*INSTRUCTIONS FOR THE TASK*: Repeat word for word every line of the material from the one containing "Target: brown leather boot" down to the one containing "column 567, row 439", including both of those lines.

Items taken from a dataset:
--------------------------------
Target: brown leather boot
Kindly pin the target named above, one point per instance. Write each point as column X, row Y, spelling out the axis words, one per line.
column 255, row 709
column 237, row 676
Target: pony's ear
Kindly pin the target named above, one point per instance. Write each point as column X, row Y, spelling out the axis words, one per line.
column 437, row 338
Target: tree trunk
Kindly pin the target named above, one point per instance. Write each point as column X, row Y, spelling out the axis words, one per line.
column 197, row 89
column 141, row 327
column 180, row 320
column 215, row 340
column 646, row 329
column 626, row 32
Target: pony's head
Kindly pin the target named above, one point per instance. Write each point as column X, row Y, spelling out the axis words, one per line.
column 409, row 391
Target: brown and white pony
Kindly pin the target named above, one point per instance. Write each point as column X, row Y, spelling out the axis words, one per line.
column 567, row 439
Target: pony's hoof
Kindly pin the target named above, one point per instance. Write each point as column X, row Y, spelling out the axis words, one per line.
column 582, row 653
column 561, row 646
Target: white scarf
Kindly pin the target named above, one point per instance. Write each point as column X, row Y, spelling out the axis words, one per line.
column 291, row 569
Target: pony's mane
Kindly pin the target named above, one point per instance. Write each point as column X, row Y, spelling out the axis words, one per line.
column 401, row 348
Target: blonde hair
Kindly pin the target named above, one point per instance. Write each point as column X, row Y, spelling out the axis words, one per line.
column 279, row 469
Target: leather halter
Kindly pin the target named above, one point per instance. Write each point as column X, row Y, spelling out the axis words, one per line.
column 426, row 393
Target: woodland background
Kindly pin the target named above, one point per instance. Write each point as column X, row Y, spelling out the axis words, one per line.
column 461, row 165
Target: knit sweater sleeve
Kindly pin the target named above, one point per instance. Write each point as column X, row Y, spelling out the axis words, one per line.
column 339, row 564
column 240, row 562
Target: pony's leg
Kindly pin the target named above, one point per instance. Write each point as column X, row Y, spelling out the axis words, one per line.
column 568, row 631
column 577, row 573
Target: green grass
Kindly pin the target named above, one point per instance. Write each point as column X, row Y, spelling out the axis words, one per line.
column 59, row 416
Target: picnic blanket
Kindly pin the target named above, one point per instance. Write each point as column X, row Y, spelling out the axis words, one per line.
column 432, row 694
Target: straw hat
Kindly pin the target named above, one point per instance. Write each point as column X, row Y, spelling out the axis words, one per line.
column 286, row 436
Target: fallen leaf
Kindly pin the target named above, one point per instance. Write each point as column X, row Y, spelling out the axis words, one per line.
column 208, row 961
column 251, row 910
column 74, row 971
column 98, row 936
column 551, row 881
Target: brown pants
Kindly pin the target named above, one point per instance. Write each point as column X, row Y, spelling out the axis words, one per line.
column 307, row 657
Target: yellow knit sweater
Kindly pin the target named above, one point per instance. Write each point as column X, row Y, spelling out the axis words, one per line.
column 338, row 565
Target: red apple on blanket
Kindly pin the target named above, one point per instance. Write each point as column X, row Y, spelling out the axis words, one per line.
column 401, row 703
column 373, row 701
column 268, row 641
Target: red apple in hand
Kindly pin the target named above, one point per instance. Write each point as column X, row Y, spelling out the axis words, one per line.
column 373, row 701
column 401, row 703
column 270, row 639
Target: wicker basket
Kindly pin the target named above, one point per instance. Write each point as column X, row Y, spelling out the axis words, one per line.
--------------------------------
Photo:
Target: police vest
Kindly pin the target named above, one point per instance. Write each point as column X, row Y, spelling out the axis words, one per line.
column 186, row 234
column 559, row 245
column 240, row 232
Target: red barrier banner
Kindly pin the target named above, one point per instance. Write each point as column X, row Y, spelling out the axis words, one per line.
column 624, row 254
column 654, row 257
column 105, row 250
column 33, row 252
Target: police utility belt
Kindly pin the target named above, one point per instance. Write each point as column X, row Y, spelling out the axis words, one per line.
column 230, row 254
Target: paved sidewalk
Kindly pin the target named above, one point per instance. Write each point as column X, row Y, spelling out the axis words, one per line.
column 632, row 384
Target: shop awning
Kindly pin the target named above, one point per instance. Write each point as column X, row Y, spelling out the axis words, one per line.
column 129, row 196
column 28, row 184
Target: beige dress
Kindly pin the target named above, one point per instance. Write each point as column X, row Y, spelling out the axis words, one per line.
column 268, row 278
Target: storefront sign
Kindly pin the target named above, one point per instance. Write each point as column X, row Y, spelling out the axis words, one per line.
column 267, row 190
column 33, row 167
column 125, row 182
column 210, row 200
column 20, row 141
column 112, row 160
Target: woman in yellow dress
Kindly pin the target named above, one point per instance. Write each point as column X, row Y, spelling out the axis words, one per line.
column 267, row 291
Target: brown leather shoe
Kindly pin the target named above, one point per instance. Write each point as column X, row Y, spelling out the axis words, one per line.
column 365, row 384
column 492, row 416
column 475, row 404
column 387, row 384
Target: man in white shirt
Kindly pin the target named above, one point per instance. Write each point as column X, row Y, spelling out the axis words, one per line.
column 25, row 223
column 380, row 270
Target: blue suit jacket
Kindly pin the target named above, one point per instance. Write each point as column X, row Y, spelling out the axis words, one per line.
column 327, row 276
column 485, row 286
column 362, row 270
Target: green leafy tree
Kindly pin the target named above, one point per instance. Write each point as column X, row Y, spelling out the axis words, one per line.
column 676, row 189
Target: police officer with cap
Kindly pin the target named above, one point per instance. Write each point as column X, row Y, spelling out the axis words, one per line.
--------------------------------
*THE ANSWER*:
Target: brown leather boot
Kindly pin the target named above, one point per instance. Write each point as column X, row Y, spelling out the axis words, one per line.
column 255, row 709
column 237, row 676
Target: pony's ear
Kindly pin the target named above, one point per instance. Write each point as column X, row Y, spelling out the axis words, one per line.
column 437, row 338
Target: tree trunk
Kindly pin the target named above, one point per instance. Write each point as column X, row Y, spelling out the axis words, one per line.
column 197, row 89
column 141, row 327
column 180, row 320
column 215, row 340
column 646, row 329
column 626, row 32
Target: pony's head
Kindly pin the target named above, one point per instance. Write each point as column X, row Y, spelling out the axis words, one per line.
column 409, row 391
Target: brown and white pony
Kindly pin the target named above, one point per instance. Write each point as column X, row Y, spelling out the axis words, one per line.
column 567, row 439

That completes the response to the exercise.